* [GIVEN EXERCISE] Return the whole listing, keeping every character the same.
# TASK MATERIAL start
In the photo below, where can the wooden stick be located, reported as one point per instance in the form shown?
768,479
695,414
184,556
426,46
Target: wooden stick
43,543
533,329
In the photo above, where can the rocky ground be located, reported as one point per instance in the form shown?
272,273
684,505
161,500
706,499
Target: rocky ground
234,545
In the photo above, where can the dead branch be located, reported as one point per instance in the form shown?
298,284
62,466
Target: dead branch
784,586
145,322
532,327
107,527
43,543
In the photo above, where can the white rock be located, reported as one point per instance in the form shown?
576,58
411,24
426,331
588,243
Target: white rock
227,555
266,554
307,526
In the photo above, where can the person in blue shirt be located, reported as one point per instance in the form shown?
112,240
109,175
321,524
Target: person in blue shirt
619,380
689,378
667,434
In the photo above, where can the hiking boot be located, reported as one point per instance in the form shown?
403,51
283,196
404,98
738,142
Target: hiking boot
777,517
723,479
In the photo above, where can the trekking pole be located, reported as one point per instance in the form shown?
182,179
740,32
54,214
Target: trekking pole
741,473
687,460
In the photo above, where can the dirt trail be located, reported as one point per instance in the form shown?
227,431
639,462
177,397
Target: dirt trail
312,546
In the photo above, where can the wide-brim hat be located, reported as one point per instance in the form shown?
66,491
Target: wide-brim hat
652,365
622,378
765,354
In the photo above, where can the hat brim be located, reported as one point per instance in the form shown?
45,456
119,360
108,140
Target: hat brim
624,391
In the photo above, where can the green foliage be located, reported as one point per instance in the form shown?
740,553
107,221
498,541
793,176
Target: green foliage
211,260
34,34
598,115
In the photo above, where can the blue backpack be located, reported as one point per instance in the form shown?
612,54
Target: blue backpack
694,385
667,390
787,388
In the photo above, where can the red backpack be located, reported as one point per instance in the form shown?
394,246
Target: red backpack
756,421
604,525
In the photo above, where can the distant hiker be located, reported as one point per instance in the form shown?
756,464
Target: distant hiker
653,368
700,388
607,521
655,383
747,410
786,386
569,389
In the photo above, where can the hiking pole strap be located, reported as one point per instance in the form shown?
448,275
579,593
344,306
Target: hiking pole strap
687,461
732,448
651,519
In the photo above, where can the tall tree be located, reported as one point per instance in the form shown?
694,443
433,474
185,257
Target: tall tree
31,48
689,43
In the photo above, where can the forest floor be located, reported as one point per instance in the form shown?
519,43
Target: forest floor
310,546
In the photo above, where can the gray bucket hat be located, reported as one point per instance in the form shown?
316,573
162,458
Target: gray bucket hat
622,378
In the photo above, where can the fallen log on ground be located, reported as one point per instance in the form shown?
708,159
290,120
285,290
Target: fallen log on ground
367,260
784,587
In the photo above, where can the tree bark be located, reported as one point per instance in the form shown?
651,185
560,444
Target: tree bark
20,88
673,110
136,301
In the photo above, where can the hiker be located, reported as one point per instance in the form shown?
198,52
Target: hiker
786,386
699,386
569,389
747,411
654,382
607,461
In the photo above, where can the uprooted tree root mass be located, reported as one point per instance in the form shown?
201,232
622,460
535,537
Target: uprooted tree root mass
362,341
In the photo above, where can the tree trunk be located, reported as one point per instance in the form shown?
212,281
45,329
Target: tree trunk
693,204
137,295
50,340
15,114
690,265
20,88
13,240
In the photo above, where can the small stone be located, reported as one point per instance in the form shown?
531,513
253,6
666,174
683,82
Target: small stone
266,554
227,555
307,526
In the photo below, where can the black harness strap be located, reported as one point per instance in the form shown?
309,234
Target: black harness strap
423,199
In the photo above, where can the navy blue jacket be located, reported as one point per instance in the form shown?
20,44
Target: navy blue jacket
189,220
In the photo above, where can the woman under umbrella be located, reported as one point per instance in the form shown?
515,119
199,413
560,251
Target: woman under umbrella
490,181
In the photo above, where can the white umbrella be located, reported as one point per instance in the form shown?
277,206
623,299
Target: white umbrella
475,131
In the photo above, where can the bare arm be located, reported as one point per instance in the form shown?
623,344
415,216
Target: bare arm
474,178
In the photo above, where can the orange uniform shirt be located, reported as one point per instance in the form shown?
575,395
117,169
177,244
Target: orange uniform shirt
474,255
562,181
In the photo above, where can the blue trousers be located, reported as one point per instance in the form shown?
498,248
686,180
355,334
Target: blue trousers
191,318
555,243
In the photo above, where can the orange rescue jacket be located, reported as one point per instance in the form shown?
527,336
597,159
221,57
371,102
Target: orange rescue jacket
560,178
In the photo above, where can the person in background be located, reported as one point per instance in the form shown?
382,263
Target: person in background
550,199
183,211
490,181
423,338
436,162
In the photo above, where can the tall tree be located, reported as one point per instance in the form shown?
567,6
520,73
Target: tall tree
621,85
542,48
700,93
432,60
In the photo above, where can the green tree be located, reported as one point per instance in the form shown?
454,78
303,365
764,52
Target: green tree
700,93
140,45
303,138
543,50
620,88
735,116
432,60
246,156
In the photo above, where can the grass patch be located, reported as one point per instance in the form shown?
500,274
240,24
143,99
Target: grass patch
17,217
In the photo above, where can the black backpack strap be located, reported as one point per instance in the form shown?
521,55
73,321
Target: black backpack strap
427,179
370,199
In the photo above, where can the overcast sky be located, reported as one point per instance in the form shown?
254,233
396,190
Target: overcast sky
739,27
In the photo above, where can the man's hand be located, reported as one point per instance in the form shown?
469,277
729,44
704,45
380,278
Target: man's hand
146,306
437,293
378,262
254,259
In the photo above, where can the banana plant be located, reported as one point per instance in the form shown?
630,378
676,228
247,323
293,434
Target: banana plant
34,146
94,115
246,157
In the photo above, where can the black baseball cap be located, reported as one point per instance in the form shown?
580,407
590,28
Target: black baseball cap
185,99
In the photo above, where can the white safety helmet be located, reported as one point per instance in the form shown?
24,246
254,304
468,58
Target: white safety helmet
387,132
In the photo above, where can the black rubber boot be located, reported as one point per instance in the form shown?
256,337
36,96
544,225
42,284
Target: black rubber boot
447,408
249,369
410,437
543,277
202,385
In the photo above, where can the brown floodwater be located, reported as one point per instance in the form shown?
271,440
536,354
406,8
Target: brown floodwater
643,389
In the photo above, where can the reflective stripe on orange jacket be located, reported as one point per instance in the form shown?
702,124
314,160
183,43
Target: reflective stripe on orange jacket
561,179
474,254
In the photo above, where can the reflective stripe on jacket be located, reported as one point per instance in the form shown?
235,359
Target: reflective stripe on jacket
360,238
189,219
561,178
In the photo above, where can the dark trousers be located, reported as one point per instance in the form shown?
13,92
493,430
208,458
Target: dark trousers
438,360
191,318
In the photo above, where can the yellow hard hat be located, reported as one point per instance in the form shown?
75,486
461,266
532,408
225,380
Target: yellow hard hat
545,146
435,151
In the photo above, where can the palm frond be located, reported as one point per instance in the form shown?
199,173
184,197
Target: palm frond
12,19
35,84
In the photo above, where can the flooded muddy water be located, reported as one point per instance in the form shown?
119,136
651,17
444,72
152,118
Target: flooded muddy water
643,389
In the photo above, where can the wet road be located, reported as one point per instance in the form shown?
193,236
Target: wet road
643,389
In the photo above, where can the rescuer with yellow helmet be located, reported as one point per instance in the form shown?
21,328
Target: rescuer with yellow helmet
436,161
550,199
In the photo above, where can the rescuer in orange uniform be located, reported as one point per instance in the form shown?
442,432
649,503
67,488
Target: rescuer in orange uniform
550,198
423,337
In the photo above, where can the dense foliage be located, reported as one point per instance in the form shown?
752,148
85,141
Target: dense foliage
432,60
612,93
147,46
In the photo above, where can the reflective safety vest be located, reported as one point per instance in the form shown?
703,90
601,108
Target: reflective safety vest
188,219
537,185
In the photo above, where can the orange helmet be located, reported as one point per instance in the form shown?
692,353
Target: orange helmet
# TASK MATERIAL end
* [TASK SOLUTION]
In the photo below, where can the wooden stick be located, reported as one point per instance in the form shown?
768,479
695,414
184,556
426,46
Target: wooden stick
43,543
533,329
In the photo above, where can the rocky ground be located, reported as one point per instance in the form shown?
272,273
684,505
161,500
706,499
Target: rocky ground
234,545
In the photo above, where can the dead branch be located, reported as one point per instance in the form shown?
298,284
62,466
Target: dead branch
784,586
145,322
532,327
107,527
43,543
In the photo above, where can the white rock be located, reported as one point per instance in the form shown?
576,58
411,24
426,331
588,243
Target: white rock
227,555
266,554
307,526
In the photo above, where can the person in blue shirt be located, reported as one point per instance in the form shown?
112,240
109,175
321,524
Target: person in blue shirt
619,380
689,378
667,434
In the photo above, where can the hiking boot be located, reported as one point per instance in the form shown?
403,51
283,196
404,98
738,142
Target: hiking boot
777,517
723,479
In the photo above, where can the trekking pole be located, reported as one point per instance in the form shown?
182,179
740,32
54,214
Target: trekking pole
741,473
687,460
In the photo above, where can the dirt trail be located, reported as one point per instance in the form shown?
227,431
639,462
177,397
Target: dirt trail
312,546
In the photo above, where can the wide-brim hat be located, reported as one point per instance in the form shown?
66,491
Target: wide-brim hat
652,365
622,378
765,354
In the photo above, where can the hat brim be located, reported as one point per instance in the form shown?
45,456
119,360
108,140
Target: hat brim
624,391
In the photo above, where can the green foliage be located, reported as one point per instance in the form shown?
740,553
107,221
498,541
793,176
Target: green foliage
211,260
34,34
598,115
In the photo above, where can the blue backpack be located, reported as one point per instance in the form shown?
612,54
Target: blue backpack
694,385
667,390
787,388
In the photo above, where can the red backpack be located, reported as one point per instance in the form shown?
394,246
Target: red backpack
756,421
604,525
In the photo above, where can the distant hiker be located, reported as one point per instance in the form shown?
756,464
Target: distant hiker
653,368
700,388
607,521
655,383
747,410
786,386
569,389
In the photo above, where can the hiking pole strap be located, reported as one point per instance in the form shown?
448,275
579,593
344,306
Target: hiking pole strap
687,461
732,448
651,519
In the photo above, where can the tall tree be located, reported as one point per instance in the form shown?
694,443
433,474
185,257
Target: tall tree
31,48
689,43
In the photo above, where can the forest floor be located, reported as one point per instance in the form shown?
519,43
Target: forest floor
310,546
In the photo above, where can the gray bucket hat be located, reported as one point per instance in the form shown?
316,573
162,458
Target: gray bucket hat
622,378
In the photo above, where can the fallen log on ground be located, reported as one point per instance in the form shown?
708,159
290,120
285,290
Target: fallen log on ground
367,260
784,587
In the photo above, where can the tree bark be located, reported as one point per instance in the form shown?
651,185
560,444
Target: tree bark
20,88
673,110
136,301
In the photo above, where can the hiker be located, reported as one point per instance in the form shown?
198,52
Target: hiker
786,386
699,386
569,389
747,411
654,382
607,461
In the photo above, where can the uprooted tree root mass be located, reported as one point per instance in the form shown?
201,232
622,460
535,537
Target: uprooted tree root mass
362,341
In the photo above, where can the tree trunk be located, reported as one point per instance in the form shown?
212,281
45,329
Target: tree trunk
693,204
137,295
50,340
15,114
690,265
20,88
13,240
In the photo above, where can the small stone be located, reported as one point per instance in the form shown?
531,513
253,6
666,174
683,82
Target: small stone
266,554
227,555
307,526
In the photo below, where can the black harness strap be located, reported as one point per instance in the form shown?
309,234
Target: black harness strap
423,199
In the photo above, where can the navy blue jacket be located, reported as one point per instance in the form shown?
20,44
Target: navy blue jacket
189,220
In the photo above, where can the woman under umbrella be located, reported as one point per instance in the form shown?
515,119
199,413
560,251
Target: woman under umbrella
490,181
In the photo above, where can the white umbrella be located, reported as one point per instance in the form shown?
277,206
623,299
Target: white umbrella
475,131
In the photo above, where can the bare arm be located, reported as one point per instance in the form shown?
623,344
415,216
Target: bare arm
474,178
In the photo above, where can the orange uniform shirt be located, reported as one point per instance in the form shown?
575,395
117,169
177,244
Target: orange uniform shirt
474,255
562,181
In the photo above, where can the blue trousers be located, reported as one point per instance in the form shown?
498,248
686,180
355,334
Target: blue trousers
191,318
555,243
In the photo above, where can the orange rescue jacket be located, reported as one point per instance in the form shown?
527,336
597,159
221,57
371,102
Target: orange rescue jacket
560,178
In the photo above, where can the person in background be located, reported as one point per instance in the form shown?
382,263
Target: person in background
550,199
183,211
490,181
423,338
436,162
In the photo above, where can the tall tree be located, reported as one point per instance in the form shown?
567,6
520,73
Target: tall tree
621,85
542,48
700,93
432,60
In the photo above, where can the green tree be located, reported as one point per instance in the form shown?
454,78
303,365
764,52
Target: green tree
700,93
140,45
303,138
543,50
620,88
735,116
432,60
246,156
In the photo above, where can the grass patch be located, reported as one point per instance in the form shown?
500,274
240,24
143,99
Target: grass patch
17,217
In the photo above, where can the black backpack strap be located, reported as one point per instance in the form shown?
521,55
73,321
Target: black backpack strap
427,179
370,199
In the photo above, where can the overcast sky be located, reported as one point per instance in the form shown?
254,233
396,190
Target: overcast sky
739,27
In the photo above, where can the man's hand be located, reported as one point per instance in the form shown?
469,277
729,44
704,45
380,278
Target: man's hand
146,306
437,293
378,262
254,259
In the photo above, where can the banana plant be located, reported as one point per instance in the form shown?
630,378
676,228
247,323
293,434
Target: banana plant
34,146
94,115
246,157
In the photo above, where can the black baseball cap be located, reported as one point per instance in the form shown?
580,407
590,28
Target: black baseball cap
185,99
In the photo above, where can the white safety helmet be located, reported as one point per instance in the form shown?
24,246
254,304
468,58
Target: white safety helmet
387,132
In the photo above, where can the black rubber boot be located, reported as one point per instance in the form shown?
256,337
36,96
544,225
42,284
Target: black rubber boot
447,408
249,369
410,437
543,277
202,385
In the photo above, where can the brown floodwater be located, reported as one point per instance in the form shown?
271,440
536,354
406,8
Target: brown floodwater
643,389
In the photo above, where can the reflective stripe on orange jacket be located, reported as one point per instance in the form shown?
702,124
314,160
183,43
Target: reflective stripe on orange jacket
561,179
474,254
In the photo above, where can the reflective stripe on jacket be located, reported as one point per instance in the form shown?
235,359
Target: reflective stripe on jacket
360,238
189,219
561,178
In the photo above, where can the dark trousers be located, reported as one point per instance in the form shown?
13,92
493,430
208,458
Target: dark trousers
438,360
191,318
In the photo above, where can the yellow hard hat be located, reported as one point per instance in the form shown?
75,486
461,266
532,408
225,380
Target: yellow hard hat
545,146
435,151
In the photo above, where can the palm frond be located, reported as one point per instance in the form shown?
199,173
184,197
Target: palm frond
12,19
35,84
In the photo above, where can the flooded muddy water be located, reported as one point per instance in the form shown?
119,136
651,17
444,72
152,118
Target: flooded muddy water
643,389
In the photo above, where can the wet road be located, reported as one point per instance in the form shown?
193,236
Target: wet road
643,389
In the photo above, where can the rescuer with yellow helmet be located, reported as one point per instance in the form shown?
21,328
Target: rescuer with yellow helmet
436,161
550,199
In the photo above, where can the rescuer in orange uniform be located, reported as one point per instance in the form shown?
442,432
649,503
67,488
Target: rescuer in orange uniform
550,198
423,337
In the photo above, where can the dense foliage be located, reported as one point per instance in the form shown?
752,148
85,141
Target: dense foliage
432,60
612,93
147,46
In the photo above, where can the reflective safety vest be located, reported as one point per instance in the form shown?
703,90
601,108
Target: reflective safety vest
188,219
537,185
In the photo above, where can the orange helmet be located, reported as one point per instance in the form shown?
692,353
Target: orange helmet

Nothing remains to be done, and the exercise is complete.